**WORK TO COMPLETE**
As soon as the line containing "Target: white trouser" appears in the material below, start returning lines exactly, and end with the line containing "Return one point per instance of the sorghum".

**RECORD EXCERPTS**
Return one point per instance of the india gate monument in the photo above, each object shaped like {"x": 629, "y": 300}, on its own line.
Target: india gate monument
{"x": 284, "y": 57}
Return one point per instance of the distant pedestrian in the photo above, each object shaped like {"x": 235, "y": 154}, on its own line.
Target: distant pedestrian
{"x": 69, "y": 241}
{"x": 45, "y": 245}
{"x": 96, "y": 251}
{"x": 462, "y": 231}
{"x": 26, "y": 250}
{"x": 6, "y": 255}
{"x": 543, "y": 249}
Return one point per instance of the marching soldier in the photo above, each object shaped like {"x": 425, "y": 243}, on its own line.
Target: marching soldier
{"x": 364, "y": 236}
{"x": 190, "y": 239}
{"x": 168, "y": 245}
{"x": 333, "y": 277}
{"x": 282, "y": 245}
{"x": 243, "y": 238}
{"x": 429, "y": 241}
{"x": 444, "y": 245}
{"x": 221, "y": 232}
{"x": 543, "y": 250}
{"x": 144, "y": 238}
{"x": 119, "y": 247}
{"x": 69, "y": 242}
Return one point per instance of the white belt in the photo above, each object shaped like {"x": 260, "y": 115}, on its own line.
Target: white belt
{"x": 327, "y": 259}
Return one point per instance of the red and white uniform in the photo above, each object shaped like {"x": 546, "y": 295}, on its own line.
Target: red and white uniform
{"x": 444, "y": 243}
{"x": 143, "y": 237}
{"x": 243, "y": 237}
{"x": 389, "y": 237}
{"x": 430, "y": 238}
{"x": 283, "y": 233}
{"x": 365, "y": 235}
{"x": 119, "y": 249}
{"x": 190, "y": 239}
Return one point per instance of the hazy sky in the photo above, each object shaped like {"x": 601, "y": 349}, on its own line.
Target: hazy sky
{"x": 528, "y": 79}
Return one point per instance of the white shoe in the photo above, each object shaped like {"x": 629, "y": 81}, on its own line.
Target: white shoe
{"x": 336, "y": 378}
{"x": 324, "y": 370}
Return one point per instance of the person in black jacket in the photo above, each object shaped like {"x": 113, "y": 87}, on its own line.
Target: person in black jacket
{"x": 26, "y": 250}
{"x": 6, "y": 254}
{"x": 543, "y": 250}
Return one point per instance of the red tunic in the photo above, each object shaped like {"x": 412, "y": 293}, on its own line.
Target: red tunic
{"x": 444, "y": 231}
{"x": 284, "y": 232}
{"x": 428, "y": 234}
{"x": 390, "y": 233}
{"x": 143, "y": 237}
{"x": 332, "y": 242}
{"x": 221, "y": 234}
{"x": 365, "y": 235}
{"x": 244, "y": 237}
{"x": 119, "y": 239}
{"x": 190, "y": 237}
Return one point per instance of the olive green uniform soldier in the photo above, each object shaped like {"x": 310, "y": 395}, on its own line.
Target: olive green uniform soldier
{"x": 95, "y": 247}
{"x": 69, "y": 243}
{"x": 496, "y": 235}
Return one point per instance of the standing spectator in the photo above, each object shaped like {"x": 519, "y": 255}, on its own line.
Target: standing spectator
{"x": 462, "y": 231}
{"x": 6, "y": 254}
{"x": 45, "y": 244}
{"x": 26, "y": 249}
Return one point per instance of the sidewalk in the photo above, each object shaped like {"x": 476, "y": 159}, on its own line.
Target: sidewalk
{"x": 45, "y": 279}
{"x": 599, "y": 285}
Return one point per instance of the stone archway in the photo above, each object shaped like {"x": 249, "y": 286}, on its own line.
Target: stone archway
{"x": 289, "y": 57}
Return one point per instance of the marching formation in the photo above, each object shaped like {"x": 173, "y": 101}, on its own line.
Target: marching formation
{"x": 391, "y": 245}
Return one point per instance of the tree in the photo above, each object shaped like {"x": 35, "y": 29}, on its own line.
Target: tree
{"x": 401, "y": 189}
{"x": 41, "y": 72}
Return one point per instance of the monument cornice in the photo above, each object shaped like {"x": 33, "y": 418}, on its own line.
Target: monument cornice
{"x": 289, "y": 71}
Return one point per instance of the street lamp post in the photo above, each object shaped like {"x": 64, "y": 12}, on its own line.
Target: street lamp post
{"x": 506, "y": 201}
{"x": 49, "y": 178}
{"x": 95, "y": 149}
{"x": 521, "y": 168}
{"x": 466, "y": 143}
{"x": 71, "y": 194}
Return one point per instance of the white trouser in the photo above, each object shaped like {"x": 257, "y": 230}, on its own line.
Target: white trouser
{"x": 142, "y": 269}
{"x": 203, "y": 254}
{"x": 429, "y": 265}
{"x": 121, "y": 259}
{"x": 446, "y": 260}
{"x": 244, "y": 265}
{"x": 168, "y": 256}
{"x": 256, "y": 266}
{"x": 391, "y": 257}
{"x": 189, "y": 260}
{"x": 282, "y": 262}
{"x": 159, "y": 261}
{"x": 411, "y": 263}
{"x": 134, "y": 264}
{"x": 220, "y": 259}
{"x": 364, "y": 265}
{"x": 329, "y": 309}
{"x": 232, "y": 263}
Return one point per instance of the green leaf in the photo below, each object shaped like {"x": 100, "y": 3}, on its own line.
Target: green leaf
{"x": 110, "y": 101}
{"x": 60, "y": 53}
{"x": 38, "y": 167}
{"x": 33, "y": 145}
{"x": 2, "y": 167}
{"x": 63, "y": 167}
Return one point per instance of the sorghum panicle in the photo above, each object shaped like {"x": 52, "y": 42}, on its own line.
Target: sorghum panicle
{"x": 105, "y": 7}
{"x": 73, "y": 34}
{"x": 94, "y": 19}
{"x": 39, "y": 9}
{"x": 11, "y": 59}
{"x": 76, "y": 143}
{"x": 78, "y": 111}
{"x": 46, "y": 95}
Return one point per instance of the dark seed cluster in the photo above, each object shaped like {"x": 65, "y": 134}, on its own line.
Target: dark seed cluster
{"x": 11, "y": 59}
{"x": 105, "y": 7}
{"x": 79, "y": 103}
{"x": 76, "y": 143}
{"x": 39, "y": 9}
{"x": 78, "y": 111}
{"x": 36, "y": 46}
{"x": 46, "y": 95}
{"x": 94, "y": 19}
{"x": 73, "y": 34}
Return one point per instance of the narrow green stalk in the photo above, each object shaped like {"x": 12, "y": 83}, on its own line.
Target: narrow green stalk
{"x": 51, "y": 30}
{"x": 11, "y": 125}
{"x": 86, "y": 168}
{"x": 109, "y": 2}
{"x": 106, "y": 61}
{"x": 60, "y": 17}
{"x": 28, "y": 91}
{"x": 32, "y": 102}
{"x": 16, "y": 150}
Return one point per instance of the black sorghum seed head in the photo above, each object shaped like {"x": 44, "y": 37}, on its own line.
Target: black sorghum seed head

...

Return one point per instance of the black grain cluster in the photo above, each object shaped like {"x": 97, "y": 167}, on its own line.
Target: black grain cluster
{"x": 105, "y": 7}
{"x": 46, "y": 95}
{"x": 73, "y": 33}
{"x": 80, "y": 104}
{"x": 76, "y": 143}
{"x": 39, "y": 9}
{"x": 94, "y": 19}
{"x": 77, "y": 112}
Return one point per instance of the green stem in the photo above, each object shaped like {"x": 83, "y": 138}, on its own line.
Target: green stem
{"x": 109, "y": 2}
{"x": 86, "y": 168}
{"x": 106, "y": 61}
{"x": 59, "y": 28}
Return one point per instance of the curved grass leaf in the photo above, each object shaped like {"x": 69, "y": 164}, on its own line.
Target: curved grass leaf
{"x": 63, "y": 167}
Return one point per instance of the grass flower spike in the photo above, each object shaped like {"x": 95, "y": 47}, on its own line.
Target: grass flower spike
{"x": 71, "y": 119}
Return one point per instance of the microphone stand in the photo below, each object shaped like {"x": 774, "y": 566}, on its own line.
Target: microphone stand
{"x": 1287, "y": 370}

---

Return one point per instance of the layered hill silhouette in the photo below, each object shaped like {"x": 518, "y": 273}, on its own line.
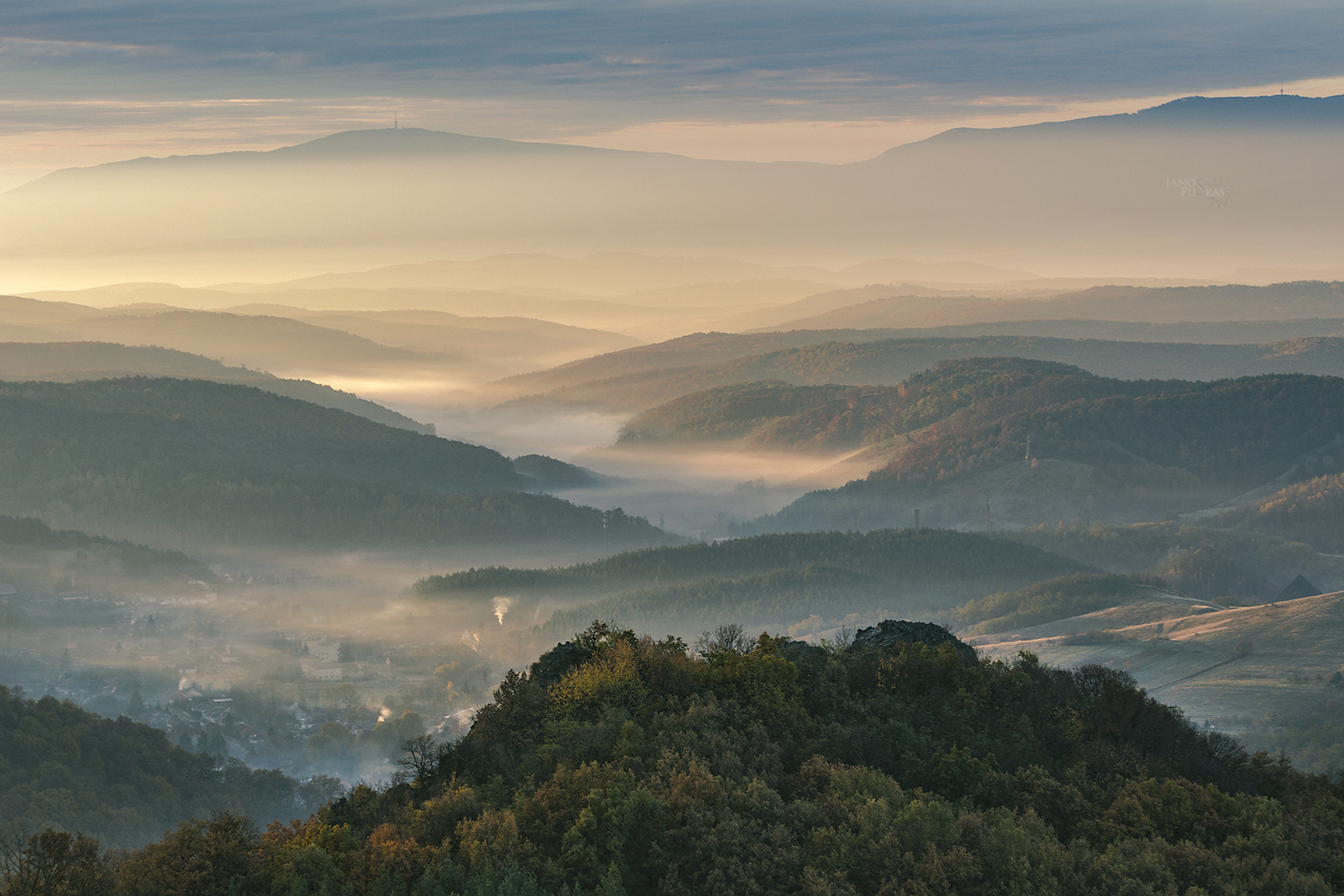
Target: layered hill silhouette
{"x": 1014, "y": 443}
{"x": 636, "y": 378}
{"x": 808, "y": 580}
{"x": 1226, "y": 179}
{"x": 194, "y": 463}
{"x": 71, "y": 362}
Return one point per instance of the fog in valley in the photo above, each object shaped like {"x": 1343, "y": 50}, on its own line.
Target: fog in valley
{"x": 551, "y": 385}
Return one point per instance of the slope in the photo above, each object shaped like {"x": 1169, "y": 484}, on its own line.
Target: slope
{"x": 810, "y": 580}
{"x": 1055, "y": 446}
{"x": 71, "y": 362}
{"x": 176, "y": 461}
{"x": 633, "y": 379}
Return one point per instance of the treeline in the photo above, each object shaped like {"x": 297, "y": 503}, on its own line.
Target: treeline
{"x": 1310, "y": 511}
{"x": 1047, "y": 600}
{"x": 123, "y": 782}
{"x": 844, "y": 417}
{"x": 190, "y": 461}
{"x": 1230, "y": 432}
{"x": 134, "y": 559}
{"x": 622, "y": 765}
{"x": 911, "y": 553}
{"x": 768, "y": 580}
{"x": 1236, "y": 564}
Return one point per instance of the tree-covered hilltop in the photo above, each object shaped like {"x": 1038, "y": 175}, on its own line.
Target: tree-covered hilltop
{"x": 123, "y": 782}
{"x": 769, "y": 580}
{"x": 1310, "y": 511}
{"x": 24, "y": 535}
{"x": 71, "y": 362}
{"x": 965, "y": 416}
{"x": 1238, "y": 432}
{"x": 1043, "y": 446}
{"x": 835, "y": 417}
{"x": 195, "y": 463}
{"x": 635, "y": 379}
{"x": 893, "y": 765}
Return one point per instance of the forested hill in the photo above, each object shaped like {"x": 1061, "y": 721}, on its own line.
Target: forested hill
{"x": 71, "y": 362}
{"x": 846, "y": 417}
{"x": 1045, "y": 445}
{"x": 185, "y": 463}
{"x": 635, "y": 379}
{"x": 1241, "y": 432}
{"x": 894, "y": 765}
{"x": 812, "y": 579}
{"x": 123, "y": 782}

**ANSWER**
Target: white trouser
{"x": 142, "y": 269}
{"x": 203, "y": 254}
{"x": 429, "y": 265}
{"x": 121, "y": 259}
{"x": 446, "y": 260}
{"x": 244, "y": 265}
{"x": 168, "y": 256}
{"x": 256, "y": 266}
{"x": 391, "y": 257}
{"x": 189, "y": 260}
{"x": 282, "y": 262}
{"x": 159, "y": 261}
{"x": 411, "y": 263}
{"x": 134, "y": 264}
{"x": 220, "y": 259}
{"x": 364, "y": 265}
{"x": 329, "y": 309}
{"x": 232, "y": 263}
Return one point per instance of the green leaf in the photo below, each object shaped like {"x": 100, "y": 3}, on its own line.
Target: green leaf
{"x": 110, "y": 101}
{"x": 60, "y": 53}
{"x": 38, "y": 167}
{"x": 33, "y": 145}
{"x": 2, "y": 167}
{"x": 63, "y": 167}
Return one point per instance of the sorghum panicle in the photo above, each object shaped like {"x": 52, "y": 42}, on its own line.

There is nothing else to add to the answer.